→ WORK REQUIRED
Reproduce, with no changes, the line that contains "Task: indicate the black shoe" and all the lines that come after it in the records.

╭─ INPUT DATA

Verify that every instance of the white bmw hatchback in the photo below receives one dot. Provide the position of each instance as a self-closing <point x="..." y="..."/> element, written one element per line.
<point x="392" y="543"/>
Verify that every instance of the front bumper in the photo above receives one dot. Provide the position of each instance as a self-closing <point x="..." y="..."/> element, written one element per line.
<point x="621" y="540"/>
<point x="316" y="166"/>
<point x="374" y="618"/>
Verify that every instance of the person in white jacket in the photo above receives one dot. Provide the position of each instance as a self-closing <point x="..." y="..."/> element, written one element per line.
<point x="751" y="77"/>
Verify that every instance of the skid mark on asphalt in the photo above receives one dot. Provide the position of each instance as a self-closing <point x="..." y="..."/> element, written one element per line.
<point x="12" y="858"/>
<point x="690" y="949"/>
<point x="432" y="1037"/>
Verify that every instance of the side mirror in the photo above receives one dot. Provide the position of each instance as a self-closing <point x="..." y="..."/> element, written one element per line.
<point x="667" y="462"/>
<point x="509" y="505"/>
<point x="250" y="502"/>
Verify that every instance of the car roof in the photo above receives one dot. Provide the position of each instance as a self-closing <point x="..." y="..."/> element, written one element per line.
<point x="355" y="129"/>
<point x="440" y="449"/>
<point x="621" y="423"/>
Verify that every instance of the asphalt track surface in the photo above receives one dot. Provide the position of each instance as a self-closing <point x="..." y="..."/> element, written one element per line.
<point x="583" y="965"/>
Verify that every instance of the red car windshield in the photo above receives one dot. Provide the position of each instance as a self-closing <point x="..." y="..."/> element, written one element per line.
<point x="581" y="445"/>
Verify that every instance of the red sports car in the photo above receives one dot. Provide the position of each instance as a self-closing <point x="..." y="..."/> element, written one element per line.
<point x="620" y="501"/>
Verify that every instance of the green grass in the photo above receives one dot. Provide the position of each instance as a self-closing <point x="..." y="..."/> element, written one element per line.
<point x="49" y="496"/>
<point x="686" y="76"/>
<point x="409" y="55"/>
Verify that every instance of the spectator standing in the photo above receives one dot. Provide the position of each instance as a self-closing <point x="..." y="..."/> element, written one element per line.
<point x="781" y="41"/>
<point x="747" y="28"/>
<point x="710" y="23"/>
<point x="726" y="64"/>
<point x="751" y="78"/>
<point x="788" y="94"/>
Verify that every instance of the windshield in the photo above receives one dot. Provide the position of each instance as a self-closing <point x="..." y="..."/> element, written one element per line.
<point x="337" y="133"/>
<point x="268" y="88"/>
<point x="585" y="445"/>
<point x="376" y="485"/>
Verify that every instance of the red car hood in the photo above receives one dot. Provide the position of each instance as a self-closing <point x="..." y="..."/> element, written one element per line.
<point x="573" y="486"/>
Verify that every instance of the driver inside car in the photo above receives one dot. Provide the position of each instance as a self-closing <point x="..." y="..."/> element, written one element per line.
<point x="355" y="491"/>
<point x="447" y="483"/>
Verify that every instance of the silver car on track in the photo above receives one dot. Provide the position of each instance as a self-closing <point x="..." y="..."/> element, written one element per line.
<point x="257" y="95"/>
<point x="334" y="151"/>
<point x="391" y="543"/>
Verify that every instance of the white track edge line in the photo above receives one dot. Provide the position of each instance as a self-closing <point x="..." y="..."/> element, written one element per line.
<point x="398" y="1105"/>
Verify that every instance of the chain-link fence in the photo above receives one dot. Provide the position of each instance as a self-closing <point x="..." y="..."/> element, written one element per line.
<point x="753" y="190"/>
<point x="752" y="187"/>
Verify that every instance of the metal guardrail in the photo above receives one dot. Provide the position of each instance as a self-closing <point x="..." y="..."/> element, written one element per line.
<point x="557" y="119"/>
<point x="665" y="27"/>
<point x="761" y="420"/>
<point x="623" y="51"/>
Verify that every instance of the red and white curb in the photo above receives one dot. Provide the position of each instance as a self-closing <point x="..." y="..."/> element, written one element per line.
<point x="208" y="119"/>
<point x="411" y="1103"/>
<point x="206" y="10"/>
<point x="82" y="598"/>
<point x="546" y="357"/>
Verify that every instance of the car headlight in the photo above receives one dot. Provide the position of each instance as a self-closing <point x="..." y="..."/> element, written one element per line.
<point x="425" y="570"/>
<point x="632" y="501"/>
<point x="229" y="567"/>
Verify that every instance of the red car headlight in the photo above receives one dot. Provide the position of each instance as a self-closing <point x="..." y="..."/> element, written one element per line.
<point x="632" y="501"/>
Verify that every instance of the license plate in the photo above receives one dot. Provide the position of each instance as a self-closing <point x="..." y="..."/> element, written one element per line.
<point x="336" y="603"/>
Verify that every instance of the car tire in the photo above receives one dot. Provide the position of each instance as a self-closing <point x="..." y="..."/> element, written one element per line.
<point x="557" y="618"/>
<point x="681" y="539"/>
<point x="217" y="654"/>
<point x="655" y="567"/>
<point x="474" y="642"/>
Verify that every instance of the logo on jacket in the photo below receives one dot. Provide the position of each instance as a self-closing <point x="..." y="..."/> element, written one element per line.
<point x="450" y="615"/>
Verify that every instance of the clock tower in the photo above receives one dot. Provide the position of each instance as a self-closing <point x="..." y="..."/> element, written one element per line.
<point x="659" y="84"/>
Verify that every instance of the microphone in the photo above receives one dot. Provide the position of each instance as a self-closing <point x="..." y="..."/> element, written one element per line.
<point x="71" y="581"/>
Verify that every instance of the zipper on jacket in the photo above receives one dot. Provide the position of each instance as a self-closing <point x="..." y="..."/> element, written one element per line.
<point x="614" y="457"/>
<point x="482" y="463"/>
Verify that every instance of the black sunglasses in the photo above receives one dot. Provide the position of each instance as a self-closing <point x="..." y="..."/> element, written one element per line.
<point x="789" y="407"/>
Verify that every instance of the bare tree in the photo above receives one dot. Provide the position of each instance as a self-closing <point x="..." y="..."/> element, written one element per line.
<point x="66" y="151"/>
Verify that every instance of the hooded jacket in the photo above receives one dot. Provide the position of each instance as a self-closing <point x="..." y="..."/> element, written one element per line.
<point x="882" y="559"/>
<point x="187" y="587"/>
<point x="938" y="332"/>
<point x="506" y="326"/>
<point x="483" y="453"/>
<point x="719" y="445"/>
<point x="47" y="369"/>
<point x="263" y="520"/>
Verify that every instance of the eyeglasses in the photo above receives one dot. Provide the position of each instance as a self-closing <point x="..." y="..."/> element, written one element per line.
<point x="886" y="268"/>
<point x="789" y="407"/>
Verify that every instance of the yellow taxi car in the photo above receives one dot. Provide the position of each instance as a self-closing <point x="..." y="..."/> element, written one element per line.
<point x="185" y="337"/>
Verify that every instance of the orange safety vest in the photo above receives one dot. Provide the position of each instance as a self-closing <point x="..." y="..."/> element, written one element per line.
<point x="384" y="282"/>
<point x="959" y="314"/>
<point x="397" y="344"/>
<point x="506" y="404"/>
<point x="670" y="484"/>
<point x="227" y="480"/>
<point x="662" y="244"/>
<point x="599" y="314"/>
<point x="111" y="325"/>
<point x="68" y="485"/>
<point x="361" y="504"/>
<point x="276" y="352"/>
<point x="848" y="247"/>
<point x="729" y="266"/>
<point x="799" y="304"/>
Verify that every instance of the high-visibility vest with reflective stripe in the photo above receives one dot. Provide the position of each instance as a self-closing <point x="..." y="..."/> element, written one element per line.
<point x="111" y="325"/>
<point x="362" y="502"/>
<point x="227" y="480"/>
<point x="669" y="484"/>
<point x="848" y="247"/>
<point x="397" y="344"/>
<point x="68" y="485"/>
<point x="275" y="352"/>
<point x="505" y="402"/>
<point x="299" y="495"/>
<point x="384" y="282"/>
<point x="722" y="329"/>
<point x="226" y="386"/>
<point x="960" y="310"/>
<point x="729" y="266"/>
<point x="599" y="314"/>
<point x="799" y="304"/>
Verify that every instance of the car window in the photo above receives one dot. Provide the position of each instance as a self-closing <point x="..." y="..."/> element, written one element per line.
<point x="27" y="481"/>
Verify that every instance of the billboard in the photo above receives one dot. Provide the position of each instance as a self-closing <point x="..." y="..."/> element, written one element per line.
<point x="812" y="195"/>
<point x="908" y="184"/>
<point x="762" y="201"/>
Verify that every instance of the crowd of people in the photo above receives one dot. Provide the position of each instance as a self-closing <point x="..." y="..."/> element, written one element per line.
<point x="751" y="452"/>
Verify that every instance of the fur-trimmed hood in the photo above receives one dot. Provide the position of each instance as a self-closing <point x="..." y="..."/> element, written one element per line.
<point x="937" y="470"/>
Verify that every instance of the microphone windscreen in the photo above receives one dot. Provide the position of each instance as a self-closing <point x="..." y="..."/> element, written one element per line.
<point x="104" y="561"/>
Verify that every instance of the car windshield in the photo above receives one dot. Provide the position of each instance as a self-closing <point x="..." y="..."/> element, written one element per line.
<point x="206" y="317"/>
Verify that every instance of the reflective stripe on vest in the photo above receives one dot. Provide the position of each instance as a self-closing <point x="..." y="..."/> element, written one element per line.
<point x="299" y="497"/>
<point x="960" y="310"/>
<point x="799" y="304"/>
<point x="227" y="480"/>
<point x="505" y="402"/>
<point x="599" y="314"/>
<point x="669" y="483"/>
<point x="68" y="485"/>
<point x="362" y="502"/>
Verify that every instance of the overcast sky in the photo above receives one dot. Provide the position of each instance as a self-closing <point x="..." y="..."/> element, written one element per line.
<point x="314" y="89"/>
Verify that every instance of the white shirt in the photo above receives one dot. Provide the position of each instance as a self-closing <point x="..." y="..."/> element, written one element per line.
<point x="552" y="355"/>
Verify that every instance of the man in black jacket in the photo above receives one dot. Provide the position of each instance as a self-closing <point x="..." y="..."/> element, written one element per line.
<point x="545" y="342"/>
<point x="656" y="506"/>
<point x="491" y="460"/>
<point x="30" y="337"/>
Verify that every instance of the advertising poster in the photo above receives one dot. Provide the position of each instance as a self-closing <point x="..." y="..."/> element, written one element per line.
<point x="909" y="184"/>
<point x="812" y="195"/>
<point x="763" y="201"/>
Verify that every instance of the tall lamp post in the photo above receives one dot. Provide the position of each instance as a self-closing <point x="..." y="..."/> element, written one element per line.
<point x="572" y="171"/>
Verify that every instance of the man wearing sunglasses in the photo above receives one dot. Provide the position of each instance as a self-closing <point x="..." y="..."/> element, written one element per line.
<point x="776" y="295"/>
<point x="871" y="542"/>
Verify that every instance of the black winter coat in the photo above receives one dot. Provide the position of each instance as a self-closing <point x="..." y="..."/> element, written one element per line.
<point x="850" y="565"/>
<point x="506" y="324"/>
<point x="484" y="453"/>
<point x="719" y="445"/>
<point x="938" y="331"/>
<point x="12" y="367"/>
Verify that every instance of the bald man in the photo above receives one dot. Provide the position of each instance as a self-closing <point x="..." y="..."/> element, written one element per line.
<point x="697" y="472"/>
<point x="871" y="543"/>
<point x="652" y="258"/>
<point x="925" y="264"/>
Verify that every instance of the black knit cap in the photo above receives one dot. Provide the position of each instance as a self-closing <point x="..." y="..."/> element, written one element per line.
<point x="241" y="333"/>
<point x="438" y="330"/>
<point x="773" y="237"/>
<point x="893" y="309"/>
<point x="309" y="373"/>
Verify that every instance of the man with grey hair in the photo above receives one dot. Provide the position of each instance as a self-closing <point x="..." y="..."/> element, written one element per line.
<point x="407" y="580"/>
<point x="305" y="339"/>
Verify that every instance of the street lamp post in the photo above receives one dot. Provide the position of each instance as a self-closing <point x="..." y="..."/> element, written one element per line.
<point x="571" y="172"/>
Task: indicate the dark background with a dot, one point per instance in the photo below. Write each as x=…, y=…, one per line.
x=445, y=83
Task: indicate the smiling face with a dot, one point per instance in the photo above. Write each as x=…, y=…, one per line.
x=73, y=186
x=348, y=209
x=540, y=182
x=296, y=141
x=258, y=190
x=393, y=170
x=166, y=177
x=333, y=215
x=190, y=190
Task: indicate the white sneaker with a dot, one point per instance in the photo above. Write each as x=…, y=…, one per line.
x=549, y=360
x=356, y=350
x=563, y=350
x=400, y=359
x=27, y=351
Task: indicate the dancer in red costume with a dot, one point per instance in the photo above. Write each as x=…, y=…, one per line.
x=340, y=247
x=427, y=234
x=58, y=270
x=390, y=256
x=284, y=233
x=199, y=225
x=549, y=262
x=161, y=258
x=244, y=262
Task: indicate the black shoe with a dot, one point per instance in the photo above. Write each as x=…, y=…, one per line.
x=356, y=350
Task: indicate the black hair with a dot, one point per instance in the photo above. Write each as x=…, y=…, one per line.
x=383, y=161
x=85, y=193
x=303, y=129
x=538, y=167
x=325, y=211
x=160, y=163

╰─

→ RESULT FOR THIS TASK
Task: indicate the black shoe with a dot, one point per instance in the photo above. Write each as x=…, y=…, one per line.
x=356, y=350
Task: indicate the black hair with a dot, one point per instance in the photo above. Write each as x=…, y=…, one per line.
x=383, y=161
x=85, y=193
x=303, y=129
x=538, y=167
x=325, y=211
x=160, y=163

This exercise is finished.